Collection entries:
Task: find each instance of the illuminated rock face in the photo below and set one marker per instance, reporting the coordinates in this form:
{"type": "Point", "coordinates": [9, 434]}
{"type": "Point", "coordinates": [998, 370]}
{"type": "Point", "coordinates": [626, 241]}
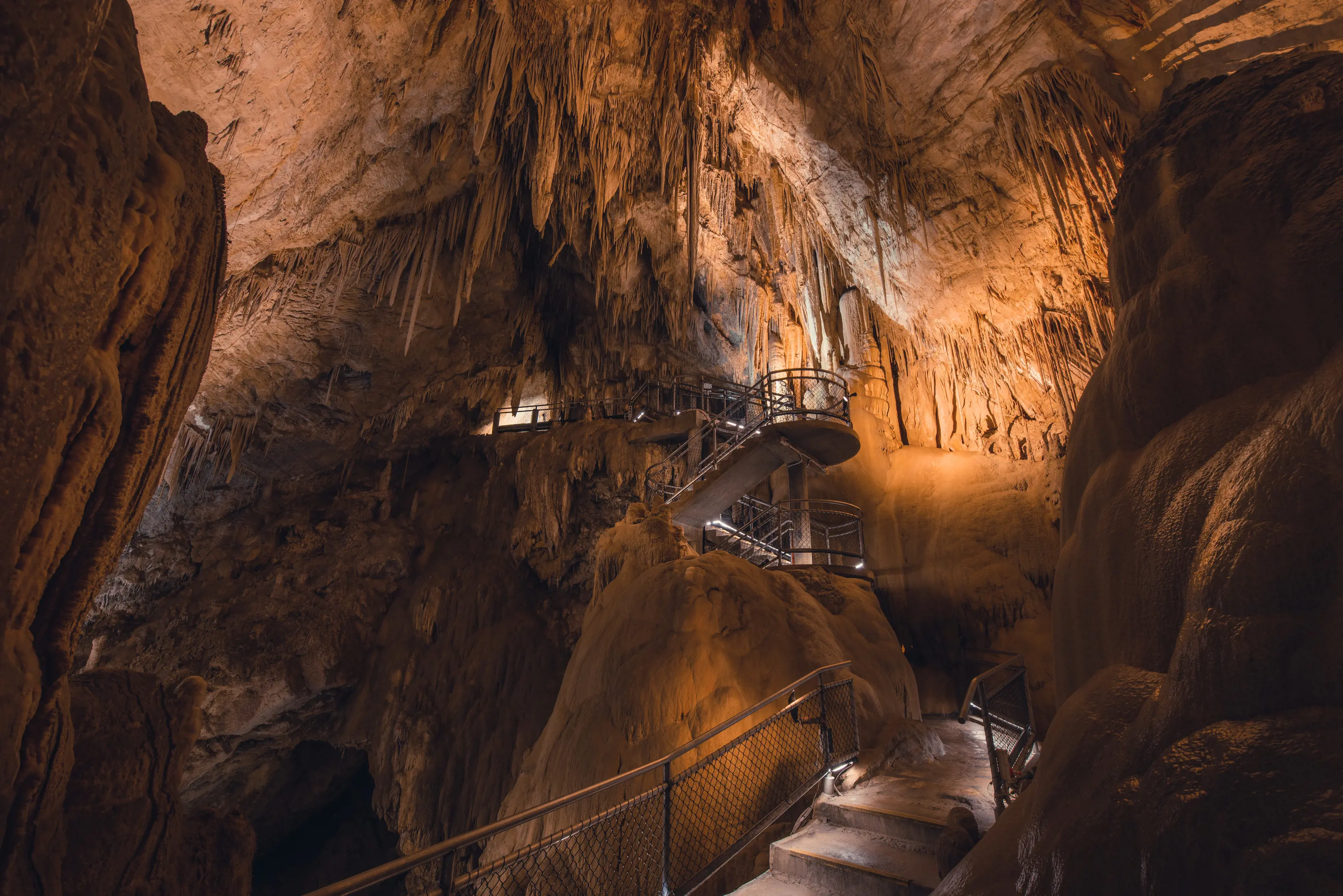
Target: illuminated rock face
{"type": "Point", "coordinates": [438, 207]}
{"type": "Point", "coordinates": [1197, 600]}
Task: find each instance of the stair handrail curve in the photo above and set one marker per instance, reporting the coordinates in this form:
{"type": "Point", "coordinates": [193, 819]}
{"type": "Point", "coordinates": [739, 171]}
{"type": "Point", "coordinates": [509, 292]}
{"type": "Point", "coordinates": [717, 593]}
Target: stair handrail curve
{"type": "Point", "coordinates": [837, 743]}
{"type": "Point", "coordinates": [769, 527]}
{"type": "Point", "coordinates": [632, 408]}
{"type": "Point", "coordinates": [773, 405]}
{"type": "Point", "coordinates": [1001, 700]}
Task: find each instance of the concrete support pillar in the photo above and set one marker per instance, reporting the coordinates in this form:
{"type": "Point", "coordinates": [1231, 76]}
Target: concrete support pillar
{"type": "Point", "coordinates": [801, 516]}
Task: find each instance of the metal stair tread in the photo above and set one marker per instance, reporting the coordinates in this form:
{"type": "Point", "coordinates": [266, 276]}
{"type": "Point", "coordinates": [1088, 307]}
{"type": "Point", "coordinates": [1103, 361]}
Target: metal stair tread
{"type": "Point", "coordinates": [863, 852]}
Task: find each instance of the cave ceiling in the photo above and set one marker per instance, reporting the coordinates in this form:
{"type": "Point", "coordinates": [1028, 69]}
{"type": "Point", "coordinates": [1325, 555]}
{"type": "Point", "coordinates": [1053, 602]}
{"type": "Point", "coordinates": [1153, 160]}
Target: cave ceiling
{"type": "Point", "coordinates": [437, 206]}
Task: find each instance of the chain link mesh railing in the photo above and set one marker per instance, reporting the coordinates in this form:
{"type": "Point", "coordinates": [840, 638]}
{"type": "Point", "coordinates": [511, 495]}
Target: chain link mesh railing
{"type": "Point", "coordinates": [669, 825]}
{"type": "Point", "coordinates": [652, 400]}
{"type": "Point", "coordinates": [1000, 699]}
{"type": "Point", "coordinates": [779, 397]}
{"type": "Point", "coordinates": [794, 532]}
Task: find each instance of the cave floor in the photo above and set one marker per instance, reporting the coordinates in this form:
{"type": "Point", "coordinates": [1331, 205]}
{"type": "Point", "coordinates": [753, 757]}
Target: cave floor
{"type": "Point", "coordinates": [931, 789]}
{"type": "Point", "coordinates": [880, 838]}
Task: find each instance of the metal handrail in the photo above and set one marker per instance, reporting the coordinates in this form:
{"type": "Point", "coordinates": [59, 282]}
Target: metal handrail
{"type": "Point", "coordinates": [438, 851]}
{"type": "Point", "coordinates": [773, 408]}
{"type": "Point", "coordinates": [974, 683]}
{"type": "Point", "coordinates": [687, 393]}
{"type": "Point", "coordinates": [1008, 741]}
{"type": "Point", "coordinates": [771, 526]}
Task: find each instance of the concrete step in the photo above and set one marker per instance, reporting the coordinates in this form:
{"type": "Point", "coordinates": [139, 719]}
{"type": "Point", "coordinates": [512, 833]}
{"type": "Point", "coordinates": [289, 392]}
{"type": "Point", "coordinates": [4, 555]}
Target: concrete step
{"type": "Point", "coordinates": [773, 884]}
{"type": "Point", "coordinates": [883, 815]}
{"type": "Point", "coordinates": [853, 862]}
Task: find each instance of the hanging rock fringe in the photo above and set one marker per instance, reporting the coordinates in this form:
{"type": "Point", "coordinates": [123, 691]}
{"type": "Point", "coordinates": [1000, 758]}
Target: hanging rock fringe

_Exercise directions_. Pictures are to be left out; repeat all the remaining data exactly.

_Reply_.
Task: find each instance of the illuminated rock face in the photo below and set one marker per instance, reporting the coordinates in this form:
{"type": "Point", "coordinates": [9, 434]}
{"type": "Point", "coordinates": [998, 370]}
{"type": "Point", "coordinates": [626, 241]}
Target: illuminated rock face
{"type": "Point", "coordinates": [438, 207]}
{"type": "Point", "coordinates": [1197, 600]}
Task: find each instance of the stair handrail curve in the photo above and set one marker per instance, reporting the coordinates in this form:
{"type": "Point", "coordinates": [193, 819]}
{"type": "Point", "coordinates": [739, 171]}
{"type": "Point", "coordinates": [509, 292]}
{"type": "Point", "coordinates": [717, 593]}
Target: stair handrail curve
{"type": "Point", "coordinates": [837, 743]}
{"type": "Point", "coordinates": [769, 527]}
{"type": "Point", "coordinates": [632, 408]}
{"type": "Point", "coordinates": [773, 405]}
{"type": "Point", "coordinates": [1001, 700]}
Task: find each instance of the concrete support pillar in the photo above and set one marker per instance, reporting the coordinates in this form:
{"type": "Point", "coordinates": [1231, 76]}
Target: concrete support pillar
{"type": "Point", "coordinates": [801, 516]}
Task: find each instance of the metal stair tread in the photo above and set one marker per instance, reporting the coordinates in this form:
{"type": "Point", "coordinates": [266, 276]}
{"type": "Point", "coordinates": [1088, 307]}
{"type": "Point", "coordinates": [1103, 361]}
Target: metal stair tread
{"type": "Point", "coordinates": [863, 852]}
Task: find each instance of the cave ceiling in the photo above and set one marker per instance, reporting the coordinates in this form:
{"type": "Point", "coordinates": [1028, 69]}
{"type": "Point", "coordinates": [1325, 555]}
{"type": "Point", "coordinates": [1053, 602]}
{"type": "Point", "coordinates": [1153, 160]}
Target: cave ceiling
{"type": "Point", "coordinates": [437, 206]}
Task: find each instance of the chain link mesh railing in the photo above and set one marker per instance, reporting the coordinates in this form:
{"type": "Point", "coordinates": [840, 638]}
{"type": "Point", "coordinates": [511, 495]}
Target: chain link mesh railing
{"type": "Point", "coordinates": [669, 825]}
{"type": "Point", "coordinates": [652, 400]}
{"type": "Point", "coordinates": [1000, 699]}
{"type": "Point", "coordinates": [779, 397]}
{"type": "Point", "coordinates": [794, 532]}
Task: find each instance of the cave floor in the photo above and set one marker per instance, reporting the coordinates in this form:
{"type": "Point", "coordinates": [1331, 205]}
{"type": "Point", "coordinates": [753, 757]}
Target: cave floor
{"type": "Point", "coordinates": [931, 789]}
{"type": "Point", "coordinates": [880, 838]}
Task: find each instance of the metal handrail in the photo above and set one marker per instance, reporting the coordinates in this form:
{"type": "Point", "coordinates": [59, 282]}
Target: metal handrail
{"type": "Point", "coordinates": [438, 851]}
{"type": "Point", "coordinates": [773, 408]}
{"type": "Point", "coordinates": [974, 683]}
{"type": "Point", "coordinates": [687, 393]}
{"type": "Point", "coordinates": [1008, 741]}
{"type": "Point", "coordinates": [771, 526]}
Task: find each instance of the concrete step in the photo above and set one marker per instance, reporting the coordinates in this form:
{"type": "Point", "coordinates": [139, 719]}
{"type": "Point", "coordinates": [512, 833]}
{"type": "Point", "coordinates": [289, 392]}
{"type": "Point", "coordinates": [4, 555]}
Target: concrete step
{"type": "Point", "coordinates": [773, 884]}
{"type": "Point", "coordinates": [883, 815]}
{"type": "Point", "coordinates": [853, 862]}
Task: find each instance of the hanging rock fringe in the photo above and set one marker per instance, reporting the coordinates in this form:
{"type": "Point", "coordinates": [123, 691]}
{"type": "Point", "coordinates": [1000, 758]}
Target: hanging rock fringe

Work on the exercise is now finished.